What this task involves
The records under this task must be duplicated exactly.

Material for the task
-- -- --

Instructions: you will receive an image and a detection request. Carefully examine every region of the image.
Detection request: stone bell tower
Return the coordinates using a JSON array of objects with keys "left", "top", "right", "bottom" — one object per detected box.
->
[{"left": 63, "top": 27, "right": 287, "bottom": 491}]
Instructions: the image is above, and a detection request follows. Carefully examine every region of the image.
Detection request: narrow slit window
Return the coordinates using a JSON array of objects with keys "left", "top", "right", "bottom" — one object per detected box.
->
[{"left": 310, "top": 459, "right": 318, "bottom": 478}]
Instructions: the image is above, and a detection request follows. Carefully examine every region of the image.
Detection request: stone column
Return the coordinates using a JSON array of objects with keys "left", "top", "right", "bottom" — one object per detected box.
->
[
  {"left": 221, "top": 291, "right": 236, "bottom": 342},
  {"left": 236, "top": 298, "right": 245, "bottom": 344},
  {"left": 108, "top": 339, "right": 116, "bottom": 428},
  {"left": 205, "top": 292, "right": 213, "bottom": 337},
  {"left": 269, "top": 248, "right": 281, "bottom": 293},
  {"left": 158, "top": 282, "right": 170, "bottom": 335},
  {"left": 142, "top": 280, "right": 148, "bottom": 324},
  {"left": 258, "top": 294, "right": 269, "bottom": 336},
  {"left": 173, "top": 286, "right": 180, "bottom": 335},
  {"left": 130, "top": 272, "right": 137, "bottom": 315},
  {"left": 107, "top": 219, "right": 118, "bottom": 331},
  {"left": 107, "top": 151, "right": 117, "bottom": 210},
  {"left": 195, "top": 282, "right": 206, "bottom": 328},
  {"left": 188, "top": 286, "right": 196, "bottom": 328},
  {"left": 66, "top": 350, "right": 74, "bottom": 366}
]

-- -- --

Reply to the exercise
Instructions: you will receive an image and a detection request. Carefully examine every region of the image.
Detection request: stone bell tower
Return the coordinates using a JSON array of objects with keys "left", "top", "right", "bottom" — one object per detected box.
->
[{"left": 63, "top": 27, "right": 287, "bottom": 491}]
Instructions: the image is above, and a detection request follows. Carefully examine every region of the image.
Detection request: narrow slit window
Return the coordinates using a JSON array of objects with keys "left", "top", "right", "bottom" — one object per detected box.
->
[{"left": 310, "top": 459, "right": 318, "bottom": 478}]
Instructions: the image is above, and a detection request follows. Carefully examine every region of the image.
Detection request: stone column
Return the coordinates using a JSON array of objects with keys "left", "top", "right", "bottom" — one object per detected box.
->
[
  {"left": 221, "top": 291, "right": 236, "bottom": 342},
  {"left": 236, "top": 298, "right": 245, "bottom": 344},
  {"left": 108, "top": 339, "right": 116, "bottom": 428},
  {"left": 205, "top": 292, "right": 213, "bottom": 337},
  {"left": 269, "top": 248, "right": 281, "bottom": 293},
  {"left": 158, "top": 282, "right": 170, "bottom": 335},
  {"left": 142, "top": 280, "right": 148, "bottom": 324},
  {"left": 258, "top": 294, "right": 269, "bottom": 336},
  {"left": 173, "top": 286, "right": 180, "bottom": 335},
  {"left": 130, "top": 272, "right": 137, "bottom": 315},
  {"left": 107, "top": 219, "right": 118, "bottom": 331},
  {"left": 107, "top": 151, "right": 117, "bottom": 210},
  {"left": 195, "top": 282, "right": 206, "bottom": 328},
  {"left": 188, "top": 286, "right": 196, "bottom": 328},
  {"left": 66, "top": 350, "right": 74, "bottom": 366}
]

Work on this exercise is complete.